REQUEST ->
Return every entry below verbatim, with no changes to wording or punctuation.

STORED RECORDS ->
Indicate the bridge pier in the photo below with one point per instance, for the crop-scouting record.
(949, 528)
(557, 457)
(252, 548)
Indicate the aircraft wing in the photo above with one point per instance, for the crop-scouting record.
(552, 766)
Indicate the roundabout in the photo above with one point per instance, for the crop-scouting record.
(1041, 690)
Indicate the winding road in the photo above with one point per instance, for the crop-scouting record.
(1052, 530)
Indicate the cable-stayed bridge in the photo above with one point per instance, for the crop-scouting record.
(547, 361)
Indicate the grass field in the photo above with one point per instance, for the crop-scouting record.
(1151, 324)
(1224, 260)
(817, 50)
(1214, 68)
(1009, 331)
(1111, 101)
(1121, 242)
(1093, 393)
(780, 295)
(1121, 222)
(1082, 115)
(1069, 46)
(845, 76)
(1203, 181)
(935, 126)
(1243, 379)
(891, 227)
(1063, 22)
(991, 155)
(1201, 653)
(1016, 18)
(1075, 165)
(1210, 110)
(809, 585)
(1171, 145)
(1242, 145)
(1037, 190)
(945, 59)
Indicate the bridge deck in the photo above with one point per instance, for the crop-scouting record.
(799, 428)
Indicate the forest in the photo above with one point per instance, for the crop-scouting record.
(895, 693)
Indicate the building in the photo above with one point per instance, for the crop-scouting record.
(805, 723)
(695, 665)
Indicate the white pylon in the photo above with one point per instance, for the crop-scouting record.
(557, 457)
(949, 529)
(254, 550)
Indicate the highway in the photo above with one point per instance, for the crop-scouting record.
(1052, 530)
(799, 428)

WRITTEN REPLY ->
Indicate the bridge pier in the photo below with one point per instance, for the crop-scouting record.
(949, 528)
(557, 457)
(252, 548)
Indicate the aircraft wing in the photo above with one point per instance, for the crop-scouting record.
(552, 766)
Indicate the roundabout in the photo above with one point per instance, for the crop-scouting record.
(1041, 690)
Indicate the winding road in the photo above with one point per instance, for the crop-scouting record.
(1052, 530)
Indicate the cable-stayed bridge in the photo above with one point per instance, for the crop-scouting record.
(547, 361)
Indicate the grass field in the photo above with one point per instance, for the crop-scouting record.
(1151, 324)
(1224, 260)
(817, 50)
(1214, 68)
(1009, 331)
(1111, 101)
(1121, 242)
(1093, 393)
(780, 295)
(1121, 222)
(1082, 115)
(1069, 46)
(845, 76)
(1203, 181)
(935, 126)
(1243, 379)
(891, 227)
(1063, 22)
(991, 155)
(1201, 653)
(1016, 18)
(1075, 165)
(1210, 110)
(809, 585)
(1171, 145)
(1242, 145)
(1037, 190)
(945, 59)
Indicate the bridge deck in the photo above with one point per instance, for the crop-scouting record.
(799, 428)
Indicate the forest in the photo above with one point per instance, for the crop-scouting record.
(895, 693)
Indicate the building in the photo above with one point per instance, for the crop-scouting record.
(805, 723)
(695, 665)
Indicate the white pylon in the photo above with one point per instance, for the crop-scouting record.
(557, 457)
(949, 529)
(254, 550)
Indicate the highway in the photo above with one point per instance, for the crop-scouting record.
(1052, 530)
(799, 428)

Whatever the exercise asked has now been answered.